**Problem to work on:** Take every line containing "below" out of the records.
-- Task input follows --
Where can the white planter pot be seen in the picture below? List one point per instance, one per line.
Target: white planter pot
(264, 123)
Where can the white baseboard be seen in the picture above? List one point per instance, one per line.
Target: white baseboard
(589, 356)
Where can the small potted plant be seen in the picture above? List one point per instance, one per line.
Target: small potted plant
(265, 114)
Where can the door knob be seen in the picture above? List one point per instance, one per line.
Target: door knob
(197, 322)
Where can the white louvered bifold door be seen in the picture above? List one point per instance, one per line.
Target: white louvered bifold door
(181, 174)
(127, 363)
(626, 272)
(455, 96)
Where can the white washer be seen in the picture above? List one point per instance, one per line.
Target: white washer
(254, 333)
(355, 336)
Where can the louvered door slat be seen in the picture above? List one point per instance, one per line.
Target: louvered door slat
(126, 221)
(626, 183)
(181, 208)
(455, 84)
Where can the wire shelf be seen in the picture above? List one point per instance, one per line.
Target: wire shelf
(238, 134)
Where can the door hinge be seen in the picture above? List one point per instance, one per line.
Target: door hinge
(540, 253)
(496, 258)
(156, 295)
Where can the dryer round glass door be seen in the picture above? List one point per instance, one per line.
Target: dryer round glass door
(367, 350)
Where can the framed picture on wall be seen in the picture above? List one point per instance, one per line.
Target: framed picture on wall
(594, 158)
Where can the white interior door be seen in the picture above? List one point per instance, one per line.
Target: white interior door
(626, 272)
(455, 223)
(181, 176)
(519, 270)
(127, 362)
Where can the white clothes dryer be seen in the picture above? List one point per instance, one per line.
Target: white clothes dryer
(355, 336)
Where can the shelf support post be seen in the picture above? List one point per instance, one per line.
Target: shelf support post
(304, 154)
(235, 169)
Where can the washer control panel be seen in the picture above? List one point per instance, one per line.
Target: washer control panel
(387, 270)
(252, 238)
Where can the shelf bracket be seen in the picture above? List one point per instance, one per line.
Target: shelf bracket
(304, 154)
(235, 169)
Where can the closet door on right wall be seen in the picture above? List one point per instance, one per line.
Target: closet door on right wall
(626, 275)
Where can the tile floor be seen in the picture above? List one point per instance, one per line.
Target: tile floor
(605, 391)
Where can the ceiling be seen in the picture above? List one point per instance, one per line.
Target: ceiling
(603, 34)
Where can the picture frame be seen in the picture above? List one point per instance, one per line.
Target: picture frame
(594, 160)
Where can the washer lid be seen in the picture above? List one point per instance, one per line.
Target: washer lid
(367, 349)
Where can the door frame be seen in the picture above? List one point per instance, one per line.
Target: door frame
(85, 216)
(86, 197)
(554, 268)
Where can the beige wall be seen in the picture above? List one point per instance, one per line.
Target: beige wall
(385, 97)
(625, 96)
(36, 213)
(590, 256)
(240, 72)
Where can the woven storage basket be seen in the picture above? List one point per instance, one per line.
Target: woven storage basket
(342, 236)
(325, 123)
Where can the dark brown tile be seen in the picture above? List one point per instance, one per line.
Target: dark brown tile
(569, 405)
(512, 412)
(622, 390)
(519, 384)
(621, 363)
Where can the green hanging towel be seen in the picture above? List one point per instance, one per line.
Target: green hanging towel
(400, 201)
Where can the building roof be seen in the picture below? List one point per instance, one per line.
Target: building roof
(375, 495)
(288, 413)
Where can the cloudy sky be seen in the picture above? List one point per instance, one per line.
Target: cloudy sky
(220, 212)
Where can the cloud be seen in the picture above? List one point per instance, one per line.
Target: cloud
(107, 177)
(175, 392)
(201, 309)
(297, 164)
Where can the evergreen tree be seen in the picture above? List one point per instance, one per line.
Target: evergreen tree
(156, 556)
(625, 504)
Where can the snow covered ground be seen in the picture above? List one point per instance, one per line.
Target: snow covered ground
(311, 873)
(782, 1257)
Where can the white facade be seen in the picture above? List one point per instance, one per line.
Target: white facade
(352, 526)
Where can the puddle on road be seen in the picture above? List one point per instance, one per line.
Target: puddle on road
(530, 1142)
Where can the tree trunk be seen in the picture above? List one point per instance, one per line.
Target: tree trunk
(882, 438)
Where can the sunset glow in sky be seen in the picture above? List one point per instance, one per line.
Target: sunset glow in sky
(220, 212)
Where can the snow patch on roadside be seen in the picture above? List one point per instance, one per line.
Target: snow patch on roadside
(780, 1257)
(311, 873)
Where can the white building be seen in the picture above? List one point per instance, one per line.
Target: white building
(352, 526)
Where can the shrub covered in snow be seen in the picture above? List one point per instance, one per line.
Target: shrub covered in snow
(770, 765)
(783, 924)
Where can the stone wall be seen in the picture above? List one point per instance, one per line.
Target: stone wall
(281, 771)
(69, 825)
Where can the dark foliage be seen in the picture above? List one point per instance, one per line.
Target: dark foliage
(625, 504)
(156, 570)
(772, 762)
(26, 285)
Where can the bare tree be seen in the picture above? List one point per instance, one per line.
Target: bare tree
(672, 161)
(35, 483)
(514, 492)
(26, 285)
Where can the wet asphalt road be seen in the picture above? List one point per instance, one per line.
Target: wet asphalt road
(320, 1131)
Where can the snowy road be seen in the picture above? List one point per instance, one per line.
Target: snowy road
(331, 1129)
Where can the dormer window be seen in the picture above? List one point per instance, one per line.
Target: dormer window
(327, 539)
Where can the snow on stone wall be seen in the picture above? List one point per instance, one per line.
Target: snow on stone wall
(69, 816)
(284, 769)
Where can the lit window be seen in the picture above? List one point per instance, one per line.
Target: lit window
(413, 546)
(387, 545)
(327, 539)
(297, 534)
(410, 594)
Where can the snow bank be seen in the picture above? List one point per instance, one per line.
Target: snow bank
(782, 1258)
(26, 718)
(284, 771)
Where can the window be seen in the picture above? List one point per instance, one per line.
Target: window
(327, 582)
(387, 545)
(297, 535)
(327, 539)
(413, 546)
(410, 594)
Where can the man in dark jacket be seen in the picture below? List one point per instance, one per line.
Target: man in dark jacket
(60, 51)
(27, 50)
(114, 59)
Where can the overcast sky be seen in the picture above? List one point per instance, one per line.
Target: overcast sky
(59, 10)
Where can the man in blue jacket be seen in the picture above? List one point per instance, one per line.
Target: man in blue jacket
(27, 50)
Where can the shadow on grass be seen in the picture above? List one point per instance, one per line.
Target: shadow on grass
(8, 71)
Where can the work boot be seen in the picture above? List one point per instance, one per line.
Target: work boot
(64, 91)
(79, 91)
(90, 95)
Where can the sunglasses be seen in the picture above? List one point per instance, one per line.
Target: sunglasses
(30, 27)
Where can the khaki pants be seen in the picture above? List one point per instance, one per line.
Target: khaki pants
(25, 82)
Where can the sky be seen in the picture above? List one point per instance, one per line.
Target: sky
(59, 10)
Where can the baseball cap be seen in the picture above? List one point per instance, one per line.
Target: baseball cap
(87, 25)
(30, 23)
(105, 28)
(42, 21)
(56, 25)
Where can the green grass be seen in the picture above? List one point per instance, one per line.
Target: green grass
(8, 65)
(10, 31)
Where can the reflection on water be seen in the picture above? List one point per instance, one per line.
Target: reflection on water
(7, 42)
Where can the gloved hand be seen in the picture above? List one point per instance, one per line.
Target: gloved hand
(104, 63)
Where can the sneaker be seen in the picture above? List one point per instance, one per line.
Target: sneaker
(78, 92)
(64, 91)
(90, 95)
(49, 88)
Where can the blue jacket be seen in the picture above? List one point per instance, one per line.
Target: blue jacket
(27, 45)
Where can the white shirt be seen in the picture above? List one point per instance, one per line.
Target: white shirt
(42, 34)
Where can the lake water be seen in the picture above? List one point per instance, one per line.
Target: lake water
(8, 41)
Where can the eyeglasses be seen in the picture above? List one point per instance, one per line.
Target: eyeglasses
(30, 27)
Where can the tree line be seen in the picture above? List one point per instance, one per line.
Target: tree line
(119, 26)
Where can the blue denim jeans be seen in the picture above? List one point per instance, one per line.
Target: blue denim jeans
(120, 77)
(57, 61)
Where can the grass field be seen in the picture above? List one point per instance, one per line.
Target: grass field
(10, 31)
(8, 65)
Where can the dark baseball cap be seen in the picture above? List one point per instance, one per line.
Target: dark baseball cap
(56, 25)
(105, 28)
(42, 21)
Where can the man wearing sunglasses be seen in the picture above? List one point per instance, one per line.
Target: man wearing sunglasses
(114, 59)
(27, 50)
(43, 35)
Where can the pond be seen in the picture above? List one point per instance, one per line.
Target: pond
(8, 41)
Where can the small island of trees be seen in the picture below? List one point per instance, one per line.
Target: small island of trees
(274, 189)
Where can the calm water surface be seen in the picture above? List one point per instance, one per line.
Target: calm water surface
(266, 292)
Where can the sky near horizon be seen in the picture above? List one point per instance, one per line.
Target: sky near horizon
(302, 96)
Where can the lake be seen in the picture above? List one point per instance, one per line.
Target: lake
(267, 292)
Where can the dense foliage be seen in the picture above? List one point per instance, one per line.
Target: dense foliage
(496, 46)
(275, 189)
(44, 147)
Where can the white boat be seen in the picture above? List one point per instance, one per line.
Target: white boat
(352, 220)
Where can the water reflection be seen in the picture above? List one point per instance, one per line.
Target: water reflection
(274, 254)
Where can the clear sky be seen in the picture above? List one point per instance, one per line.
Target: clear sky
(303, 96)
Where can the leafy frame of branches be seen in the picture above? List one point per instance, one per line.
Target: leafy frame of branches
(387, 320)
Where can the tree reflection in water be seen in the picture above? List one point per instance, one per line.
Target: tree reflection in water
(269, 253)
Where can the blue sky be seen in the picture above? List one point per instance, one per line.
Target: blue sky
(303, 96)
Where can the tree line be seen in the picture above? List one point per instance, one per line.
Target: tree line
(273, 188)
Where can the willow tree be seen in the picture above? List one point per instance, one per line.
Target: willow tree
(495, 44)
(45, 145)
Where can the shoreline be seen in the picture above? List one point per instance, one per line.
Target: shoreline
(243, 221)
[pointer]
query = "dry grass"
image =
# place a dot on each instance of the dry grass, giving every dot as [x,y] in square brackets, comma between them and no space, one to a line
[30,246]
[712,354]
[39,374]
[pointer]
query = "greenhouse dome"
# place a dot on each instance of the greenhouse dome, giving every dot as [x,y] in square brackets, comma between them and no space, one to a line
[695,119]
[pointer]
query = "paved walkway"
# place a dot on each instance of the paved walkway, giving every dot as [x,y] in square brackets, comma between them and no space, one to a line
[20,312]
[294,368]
-- Task input concluded --
**Answer for this exercise:**
Where can the white planter pot be seen in the picture below? List one point per instance, one per line.
Where can the building roof be seen in the picture below? List one point per instance, one per line.
Where can the man in dark jacket be seen in the picture below? List one point per instance, one per line.
Where can the small island of trees be seen in the picture below? List one point per instance, one per line.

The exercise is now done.